Your instructions | Filter the records below down to the lines that contain the string "headlight", and copy each of those lines.

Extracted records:

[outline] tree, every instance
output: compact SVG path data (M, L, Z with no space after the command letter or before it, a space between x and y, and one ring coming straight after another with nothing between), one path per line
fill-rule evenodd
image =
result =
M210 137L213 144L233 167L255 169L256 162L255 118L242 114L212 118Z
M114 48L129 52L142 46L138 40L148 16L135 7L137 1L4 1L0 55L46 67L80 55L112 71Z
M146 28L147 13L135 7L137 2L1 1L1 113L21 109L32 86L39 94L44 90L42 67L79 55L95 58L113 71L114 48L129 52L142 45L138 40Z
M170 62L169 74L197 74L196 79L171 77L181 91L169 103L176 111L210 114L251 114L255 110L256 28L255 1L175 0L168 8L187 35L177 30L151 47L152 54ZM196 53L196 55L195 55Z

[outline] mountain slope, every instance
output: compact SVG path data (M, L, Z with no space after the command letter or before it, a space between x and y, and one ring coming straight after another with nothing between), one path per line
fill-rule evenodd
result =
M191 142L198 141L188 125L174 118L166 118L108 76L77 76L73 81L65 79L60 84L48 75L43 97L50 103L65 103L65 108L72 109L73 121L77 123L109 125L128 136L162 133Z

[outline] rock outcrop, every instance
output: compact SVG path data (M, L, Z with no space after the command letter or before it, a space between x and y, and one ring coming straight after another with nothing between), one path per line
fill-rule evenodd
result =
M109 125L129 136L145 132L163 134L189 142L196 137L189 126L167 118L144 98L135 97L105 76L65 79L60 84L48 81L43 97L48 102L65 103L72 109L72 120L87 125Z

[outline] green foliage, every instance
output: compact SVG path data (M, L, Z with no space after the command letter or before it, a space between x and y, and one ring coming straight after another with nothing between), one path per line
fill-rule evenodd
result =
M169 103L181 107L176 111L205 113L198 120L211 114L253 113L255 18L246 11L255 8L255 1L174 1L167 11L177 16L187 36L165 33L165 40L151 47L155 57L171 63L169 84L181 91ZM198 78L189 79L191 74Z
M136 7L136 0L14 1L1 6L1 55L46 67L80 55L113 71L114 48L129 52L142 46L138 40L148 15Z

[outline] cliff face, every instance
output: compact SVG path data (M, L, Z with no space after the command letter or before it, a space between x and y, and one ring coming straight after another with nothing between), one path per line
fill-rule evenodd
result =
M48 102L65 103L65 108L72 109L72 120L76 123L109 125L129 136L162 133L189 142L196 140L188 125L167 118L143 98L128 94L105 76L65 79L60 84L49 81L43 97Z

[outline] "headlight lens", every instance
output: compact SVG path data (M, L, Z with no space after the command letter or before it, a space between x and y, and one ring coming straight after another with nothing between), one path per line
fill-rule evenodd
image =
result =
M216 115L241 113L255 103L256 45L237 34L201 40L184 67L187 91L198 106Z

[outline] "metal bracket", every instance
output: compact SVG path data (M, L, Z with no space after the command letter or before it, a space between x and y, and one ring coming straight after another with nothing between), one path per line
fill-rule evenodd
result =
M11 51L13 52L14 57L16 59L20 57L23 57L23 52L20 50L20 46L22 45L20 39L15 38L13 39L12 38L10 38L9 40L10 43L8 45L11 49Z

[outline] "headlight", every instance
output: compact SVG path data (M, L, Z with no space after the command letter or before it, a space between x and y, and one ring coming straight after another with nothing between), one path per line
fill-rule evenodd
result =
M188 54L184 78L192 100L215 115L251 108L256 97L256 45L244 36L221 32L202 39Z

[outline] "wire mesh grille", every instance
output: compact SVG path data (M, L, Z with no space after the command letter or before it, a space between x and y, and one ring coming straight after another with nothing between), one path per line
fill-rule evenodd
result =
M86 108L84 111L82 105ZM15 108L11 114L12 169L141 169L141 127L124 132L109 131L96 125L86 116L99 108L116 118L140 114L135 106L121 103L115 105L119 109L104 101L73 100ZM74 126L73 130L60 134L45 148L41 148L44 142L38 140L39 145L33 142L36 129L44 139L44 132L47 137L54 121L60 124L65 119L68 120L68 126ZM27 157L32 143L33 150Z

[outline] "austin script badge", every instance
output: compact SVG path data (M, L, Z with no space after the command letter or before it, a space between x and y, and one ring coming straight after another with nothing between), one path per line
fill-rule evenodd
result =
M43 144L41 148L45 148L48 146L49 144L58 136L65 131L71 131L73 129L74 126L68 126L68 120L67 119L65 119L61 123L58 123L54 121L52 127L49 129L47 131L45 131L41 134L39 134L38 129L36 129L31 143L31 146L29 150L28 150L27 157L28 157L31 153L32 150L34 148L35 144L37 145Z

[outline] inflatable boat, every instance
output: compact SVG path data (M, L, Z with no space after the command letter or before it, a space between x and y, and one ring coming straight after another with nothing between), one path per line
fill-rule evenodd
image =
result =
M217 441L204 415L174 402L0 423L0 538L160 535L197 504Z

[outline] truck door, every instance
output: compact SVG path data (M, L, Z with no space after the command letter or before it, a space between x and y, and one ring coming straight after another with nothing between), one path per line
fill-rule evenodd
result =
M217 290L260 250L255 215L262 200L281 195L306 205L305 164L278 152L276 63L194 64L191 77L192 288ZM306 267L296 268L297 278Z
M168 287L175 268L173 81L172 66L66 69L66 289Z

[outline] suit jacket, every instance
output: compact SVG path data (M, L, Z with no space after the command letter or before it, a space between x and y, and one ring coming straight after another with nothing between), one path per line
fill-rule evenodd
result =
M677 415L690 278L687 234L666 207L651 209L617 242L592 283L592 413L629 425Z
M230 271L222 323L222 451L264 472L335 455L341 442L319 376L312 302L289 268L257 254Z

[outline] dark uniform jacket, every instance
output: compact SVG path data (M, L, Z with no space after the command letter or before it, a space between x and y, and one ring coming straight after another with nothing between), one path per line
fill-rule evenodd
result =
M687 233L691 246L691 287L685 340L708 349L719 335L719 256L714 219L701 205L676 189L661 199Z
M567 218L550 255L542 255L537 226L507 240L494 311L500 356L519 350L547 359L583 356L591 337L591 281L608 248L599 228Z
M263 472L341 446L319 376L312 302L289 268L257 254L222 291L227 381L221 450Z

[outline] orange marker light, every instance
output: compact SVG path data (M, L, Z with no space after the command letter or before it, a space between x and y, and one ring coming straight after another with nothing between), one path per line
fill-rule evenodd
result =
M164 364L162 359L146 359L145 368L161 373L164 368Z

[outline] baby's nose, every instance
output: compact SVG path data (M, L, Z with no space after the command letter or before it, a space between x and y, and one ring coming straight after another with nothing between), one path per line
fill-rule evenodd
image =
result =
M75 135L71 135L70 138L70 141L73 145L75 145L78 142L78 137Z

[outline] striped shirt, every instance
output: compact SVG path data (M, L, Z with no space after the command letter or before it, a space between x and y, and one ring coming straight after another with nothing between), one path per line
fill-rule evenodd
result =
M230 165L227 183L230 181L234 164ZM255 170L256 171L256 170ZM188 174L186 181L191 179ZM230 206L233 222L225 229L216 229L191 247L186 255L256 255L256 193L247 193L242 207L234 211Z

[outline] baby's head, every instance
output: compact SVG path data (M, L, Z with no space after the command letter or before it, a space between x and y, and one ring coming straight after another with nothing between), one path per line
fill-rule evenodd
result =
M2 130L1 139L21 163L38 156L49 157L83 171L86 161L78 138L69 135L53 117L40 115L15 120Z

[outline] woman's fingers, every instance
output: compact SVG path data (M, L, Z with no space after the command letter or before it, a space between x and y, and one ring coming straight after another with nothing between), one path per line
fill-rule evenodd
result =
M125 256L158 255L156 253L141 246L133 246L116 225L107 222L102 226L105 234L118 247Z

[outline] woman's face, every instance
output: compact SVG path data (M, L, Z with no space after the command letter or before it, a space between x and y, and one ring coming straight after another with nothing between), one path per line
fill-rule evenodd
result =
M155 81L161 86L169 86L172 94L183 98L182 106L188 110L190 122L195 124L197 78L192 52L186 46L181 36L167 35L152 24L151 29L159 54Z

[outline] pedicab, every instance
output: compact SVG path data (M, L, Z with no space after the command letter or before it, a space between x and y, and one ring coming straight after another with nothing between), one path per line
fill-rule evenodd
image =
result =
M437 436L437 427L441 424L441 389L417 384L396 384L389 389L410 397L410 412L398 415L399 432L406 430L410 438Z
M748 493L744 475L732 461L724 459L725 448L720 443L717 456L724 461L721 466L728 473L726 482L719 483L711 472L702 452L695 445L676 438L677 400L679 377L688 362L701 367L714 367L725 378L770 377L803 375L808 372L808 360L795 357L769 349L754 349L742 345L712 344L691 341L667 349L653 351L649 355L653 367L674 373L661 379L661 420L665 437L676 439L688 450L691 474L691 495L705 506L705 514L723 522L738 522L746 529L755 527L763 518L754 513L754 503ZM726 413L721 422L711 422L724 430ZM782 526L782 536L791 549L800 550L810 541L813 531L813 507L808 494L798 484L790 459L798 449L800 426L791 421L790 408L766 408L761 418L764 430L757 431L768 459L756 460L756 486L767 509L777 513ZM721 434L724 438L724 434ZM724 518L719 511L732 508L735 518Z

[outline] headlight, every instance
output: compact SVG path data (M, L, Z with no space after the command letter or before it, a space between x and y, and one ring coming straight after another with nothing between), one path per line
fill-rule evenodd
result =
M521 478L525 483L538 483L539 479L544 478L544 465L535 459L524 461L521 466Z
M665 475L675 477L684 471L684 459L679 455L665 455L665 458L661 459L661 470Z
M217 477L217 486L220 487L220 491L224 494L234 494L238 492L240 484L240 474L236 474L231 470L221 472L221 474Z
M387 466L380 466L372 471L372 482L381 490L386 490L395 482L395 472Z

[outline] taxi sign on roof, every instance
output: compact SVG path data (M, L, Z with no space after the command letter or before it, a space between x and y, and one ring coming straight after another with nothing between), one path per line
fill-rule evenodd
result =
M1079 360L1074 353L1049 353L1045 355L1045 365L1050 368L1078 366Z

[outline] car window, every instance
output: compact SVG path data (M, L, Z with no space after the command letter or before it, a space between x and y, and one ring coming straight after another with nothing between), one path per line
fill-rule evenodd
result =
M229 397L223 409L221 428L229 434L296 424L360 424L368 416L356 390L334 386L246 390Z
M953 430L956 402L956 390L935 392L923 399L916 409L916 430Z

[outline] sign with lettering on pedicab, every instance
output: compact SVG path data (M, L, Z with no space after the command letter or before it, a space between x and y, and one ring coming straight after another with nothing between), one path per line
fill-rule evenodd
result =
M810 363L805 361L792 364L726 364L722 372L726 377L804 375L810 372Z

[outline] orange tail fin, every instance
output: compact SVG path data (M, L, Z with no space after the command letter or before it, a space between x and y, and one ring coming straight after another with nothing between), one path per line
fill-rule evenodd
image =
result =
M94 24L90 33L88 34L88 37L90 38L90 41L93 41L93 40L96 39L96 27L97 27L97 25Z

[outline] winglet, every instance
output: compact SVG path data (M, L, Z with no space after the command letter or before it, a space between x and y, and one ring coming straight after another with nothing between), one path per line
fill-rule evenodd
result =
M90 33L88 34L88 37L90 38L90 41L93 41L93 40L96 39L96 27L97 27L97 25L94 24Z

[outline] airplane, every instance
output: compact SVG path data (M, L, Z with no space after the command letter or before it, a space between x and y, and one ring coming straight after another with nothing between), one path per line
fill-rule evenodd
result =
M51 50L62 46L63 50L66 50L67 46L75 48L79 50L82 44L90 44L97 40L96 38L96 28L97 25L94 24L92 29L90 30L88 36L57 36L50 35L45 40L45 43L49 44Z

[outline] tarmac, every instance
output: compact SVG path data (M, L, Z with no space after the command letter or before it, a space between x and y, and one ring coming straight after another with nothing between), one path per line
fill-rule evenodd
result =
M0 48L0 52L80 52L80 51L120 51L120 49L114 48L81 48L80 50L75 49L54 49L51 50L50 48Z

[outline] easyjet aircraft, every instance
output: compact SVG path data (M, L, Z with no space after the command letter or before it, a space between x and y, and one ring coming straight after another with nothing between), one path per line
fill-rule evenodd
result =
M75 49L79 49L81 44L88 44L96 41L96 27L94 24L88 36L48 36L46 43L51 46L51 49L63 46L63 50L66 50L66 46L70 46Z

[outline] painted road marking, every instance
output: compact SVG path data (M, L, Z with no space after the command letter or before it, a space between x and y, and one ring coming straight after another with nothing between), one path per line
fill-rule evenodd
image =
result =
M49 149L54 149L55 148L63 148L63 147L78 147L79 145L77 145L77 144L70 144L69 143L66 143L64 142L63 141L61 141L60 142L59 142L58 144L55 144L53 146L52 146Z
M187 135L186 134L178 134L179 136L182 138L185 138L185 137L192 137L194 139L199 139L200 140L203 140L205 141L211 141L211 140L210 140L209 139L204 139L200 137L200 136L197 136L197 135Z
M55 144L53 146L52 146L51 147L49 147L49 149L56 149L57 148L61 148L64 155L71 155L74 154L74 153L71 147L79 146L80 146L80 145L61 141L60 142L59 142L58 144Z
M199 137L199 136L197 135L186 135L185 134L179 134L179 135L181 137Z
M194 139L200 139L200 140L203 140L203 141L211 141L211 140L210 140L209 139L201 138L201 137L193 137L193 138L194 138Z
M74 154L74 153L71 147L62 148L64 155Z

Task result |
[outline] "headlight lens", every instance
[outline] "headlight", every instance
[outline] headlight, every instance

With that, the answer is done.